Please rewrite everything from the line containing "Wanted = one point per instance on the appliance" down to the end of the records, requests included, multiplying every answer coordinate by 0.25 and rounding to whole numbers with halves rounded up. Leave the requests and their format samples unchanged.

** START MATERIAL FOR THE TASK **

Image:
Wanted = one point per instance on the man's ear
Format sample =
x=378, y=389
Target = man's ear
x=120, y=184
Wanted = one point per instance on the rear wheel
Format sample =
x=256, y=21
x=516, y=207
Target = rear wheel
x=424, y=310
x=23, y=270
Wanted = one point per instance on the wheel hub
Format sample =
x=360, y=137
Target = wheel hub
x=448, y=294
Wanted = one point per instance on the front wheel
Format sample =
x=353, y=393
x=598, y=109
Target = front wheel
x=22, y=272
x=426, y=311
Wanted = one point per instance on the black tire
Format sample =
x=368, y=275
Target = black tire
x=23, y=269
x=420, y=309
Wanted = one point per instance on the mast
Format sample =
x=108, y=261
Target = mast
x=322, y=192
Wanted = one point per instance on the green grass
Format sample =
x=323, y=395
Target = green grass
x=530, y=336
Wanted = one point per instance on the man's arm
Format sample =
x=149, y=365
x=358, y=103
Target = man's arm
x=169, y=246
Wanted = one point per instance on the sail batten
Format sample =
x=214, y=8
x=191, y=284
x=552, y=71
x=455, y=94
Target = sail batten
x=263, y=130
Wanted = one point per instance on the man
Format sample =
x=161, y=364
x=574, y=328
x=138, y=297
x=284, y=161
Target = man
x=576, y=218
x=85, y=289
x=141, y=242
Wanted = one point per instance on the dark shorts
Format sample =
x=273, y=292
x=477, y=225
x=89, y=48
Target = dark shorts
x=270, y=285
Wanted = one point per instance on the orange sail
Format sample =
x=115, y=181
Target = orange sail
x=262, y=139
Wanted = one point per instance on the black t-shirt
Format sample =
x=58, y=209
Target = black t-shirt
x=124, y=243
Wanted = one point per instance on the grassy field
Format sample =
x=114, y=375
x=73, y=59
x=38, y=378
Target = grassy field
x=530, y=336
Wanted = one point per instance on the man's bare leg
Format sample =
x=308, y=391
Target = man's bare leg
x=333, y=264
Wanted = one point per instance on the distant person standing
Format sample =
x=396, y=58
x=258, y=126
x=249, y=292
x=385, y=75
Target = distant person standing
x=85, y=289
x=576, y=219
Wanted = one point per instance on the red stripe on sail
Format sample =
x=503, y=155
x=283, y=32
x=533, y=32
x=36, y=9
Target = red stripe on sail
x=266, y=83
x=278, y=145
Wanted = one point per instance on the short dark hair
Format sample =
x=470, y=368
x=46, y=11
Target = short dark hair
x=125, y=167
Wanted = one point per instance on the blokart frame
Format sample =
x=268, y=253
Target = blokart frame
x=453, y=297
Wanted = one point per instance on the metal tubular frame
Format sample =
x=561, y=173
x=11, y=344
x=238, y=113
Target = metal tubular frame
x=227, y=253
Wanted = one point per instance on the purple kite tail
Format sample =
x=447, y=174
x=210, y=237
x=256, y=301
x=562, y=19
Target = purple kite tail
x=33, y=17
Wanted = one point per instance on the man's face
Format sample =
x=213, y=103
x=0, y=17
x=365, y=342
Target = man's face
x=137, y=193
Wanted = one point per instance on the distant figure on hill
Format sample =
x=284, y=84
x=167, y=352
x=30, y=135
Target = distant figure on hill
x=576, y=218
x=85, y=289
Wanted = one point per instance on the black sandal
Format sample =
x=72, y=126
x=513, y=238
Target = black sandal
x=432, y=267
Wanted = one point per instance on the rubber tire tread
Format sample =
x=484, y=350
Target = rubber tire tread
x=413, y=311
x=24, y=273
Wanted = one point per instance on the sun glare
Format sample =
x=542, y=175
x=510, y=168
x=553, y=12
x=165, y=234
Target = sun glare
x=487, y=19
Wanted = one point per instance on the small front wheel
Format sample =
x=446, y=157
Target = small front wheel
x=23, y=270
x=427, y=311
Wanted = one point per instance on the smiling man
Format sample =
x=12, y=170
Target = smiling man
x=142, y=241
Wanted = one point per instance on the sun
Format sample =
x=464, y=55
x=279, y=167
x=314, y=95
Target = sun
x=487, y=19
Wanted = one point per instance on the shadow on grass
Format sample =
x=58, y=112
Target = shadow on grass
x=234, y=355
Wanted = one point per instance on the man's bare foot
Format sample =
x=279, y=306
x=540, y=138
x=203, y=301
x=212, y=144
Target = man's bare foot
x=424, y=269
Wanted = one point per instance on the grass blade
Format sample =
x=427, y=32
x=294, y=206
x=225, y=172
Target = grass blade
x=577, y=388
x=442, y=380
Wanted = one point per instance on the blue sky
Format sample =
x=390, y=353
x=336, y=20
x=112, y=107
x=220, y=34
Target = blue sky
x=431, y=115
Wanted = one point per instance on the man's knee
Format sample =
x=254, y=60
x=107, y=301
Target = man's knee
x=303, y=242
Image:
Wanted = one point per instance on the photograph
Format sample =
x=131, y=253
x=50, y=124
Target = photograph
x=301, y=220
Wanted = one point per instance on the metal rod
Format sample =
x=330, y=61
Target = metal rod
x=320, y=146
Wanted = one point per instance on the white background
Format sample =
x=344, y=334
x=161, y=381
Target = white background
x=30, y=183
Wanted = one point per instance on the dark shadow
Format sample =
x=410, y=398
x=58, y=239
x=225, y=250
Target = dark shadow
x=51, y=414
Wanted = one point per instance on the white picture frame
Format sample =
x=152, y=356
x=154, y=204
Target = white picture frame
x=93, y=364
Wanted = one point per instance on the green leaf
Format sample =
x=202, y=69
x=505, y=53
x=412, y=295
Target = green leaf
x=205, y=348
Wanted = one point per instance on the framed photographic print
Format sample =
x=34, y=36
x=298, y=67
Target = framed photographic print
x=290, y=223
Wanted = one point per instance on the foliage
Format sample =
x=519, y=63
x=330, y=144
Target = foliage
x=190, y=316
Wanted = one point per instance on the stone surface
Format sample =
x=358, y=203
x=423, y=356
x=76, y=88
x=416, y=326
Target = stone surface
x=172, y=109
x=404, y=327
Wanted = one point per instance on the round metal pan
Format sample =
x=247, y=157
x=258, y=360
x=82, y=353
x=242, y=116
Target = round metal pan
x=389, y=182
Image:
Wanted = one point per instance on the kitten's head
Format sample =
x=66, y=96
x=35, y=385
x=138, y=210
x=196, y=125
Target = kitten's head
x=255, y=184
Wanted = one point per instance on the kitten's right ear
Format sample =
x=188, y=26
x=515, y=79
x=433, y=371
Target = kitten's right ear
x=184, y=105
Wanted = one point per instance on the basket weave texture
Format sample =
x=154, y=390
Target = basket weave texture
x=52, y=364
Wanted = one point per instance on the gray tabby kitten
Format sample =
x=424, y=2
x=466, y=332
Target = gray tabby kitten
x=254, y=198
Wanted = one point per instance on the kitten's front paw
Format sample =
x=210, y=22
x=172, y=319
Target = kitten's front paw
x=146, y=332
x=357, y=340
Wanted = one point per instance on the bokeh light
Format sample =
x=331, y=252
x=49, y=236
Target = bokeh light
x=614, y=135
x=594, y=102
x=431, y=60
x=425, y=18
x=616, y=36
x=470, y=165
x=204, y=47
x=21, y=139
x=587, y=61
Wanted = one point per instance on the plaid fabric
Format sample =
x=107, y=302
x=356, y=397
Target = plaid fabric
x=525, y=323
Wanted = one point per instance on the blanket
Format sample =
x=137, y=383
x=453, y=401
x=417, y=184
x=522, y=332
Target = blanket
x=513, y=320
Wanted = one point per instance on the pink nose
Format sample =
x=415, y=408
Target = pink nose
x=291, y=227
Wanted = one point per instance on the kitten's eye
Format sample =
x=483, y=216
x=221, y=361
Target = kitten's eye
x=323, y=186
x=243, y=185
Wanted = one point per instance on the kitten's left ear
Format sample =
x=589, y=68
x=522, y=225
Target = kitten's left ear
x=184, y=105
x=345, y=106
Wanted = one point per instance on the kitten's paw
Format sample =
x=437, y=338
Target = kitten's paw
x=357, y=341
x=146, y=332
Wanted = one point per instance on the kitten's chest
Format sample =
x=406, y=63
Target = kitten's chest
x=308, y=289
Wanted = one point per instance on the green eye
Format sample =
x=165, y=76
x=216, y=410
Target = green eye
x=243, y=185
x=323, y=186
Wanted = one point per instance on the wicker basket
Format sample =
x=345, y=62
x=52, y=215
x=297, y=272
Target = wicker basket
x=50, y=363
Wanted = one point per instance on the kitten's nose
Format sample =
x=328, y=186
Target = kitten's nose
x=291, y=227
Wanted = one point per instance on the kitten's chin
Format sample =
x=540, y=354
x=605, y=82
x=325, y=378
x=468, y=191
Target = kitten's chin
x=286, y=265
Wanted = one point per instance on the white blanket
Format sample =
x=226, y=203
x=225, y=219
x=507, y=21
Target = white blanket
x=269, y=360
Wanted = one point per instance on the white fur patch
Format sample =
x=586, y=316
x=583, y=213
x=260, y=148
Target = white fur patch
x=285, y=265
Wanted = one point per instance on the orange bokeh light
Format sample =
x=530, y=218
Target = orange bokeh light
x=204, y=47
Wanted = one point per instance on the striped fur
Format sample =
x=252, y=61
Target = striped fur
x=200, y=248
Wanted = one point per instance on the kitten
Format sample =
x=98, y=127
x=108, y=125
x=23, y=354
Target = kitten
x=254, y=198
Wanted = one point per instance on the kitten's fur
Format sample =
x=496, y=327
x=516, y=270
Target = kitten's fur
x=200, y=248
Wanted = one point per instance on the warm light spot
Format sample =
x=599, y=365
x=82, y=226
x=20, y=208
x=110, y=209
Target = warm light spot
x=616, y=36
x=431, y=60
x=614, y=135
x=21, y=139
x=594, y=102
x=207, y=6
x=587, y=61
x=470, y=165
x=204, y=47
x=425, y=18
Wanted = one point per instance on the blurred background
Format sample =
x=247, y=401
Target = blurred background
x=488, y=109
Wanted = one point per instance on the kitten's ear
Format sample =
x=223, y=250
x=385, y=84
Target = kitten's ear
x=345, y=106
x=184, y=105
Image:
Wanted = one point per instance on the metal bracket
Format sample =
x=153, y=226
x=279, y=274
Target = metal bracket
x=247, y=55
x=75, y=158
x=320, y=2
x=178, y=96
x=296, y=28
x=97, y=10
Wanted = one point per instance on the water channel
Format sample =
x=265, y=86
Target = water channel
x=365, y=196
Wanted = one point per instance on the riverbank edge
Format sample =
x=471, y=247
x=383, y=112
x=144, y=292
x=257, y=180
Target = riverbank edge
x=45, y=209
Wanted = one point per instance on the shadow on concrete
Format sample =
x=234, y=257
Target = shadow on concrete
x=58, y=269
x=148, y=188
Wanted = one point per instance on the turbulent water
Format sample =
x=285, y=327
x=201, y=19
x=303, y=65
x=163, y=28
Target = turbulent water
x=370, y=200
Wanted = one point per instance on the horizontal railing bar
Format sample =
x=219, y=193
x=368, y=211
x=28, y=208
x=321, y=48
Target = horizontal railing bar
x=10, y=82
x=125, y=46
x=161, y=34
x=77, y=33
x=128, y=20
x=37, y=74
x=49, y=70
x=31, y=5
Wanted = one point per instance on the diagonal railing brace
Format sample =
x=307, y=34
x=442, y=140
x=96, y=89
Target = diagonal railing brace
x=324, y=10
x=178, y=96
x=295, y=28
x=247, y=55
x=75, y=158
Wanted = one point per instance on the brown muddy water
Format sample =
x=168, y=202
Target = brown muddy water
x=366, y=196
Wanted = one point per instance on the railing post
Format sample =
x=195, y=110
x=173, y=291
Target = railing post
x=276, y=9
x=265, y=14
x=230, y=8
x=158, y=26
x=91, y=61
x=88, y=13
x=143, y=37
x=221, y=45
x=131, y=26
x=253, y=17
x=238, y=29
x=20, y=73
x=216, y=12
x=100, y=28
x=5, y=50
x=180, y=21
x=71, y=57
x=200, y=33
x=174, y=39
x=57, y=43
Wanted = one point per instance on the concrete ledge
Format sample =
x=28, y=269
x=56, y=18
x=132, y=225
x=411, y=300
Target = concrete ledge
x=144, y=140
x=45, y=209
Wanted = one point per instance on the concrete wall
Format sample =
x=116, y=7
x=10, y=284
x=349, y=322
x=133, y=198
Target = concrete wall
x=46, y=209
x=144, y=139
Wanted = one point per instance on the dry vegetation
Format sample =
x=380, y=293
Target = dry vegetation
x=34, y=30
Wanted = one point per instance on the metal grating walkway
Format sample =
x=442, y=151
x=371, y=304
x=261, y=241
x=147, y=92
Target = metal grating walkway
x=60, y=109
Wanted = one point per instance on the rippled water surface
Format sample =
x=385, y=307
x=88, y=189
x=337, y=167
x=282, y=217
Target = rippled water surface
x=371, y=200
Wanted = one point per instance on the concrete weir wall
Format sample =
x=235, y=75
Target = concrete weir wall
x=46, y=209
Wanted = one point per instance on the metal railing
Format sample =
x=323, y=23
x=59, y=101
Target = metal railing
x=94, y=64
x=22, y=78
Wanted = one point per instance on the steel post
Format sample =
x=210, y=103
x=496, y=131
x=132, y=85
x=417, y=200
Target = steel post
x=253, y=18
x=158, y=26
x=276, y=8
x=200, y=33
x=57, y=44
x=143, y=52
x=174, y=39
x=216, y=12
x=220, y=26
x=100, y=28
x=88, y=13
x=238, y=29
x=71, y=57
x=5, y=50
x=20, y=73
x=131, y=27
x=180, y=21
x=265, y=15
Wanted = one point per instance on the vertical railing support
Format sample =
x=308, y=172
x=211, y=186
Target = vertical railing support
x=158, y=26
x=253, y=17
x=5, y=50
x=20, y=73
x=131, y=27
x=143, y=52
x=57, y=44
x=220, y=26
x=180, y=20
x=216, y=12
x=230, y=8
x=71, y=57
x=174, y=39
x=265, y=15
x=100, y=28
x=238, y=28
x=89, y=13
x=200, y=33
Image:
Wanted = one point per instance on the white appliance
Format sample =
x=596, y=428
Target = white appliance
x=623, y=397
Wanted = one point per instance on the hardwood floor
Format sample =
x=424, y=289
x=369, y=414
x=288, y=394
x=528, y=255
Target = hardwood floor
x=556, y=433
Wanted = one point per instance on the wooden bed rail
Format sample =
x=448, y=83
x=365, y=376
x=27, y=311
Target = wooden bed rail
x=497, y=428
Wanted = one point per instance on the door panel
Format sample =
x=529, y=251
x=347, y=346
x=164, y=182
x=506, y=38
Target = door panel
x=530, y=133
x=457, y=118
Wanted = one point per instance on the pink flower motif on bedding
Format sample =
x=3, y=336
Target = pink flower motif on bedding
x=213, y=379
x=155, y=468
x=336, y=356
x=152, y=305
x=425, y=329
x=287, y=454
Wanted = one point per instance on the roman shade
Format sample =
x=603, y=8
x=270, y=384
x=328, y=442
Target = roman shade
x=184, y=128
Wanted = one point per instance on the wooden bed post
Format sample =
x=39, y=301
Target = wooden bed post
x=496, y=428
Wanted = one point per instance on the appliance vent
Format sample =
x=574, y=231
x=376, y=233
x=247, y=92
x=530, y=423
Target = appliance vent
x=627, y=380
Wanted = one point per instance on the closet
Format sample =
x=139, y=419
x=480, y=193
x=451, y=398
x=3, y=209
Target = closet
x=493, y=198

** END MATERIAL FOR THE TASK **

__THE OUTPUT__.
Wanted = one point per instance on the appliance vent
Format sample =
x=574, y=231
x=376, y=233
x=247, y=92
x=530, y=423
Target = appliance vent
x=157, y=95
Wanted = one point per instance on the closet
Format sample =
x=139, y=419
x=480, y=193
x=451, y=398
x=3, y=209
Target = closet
x=123, y=50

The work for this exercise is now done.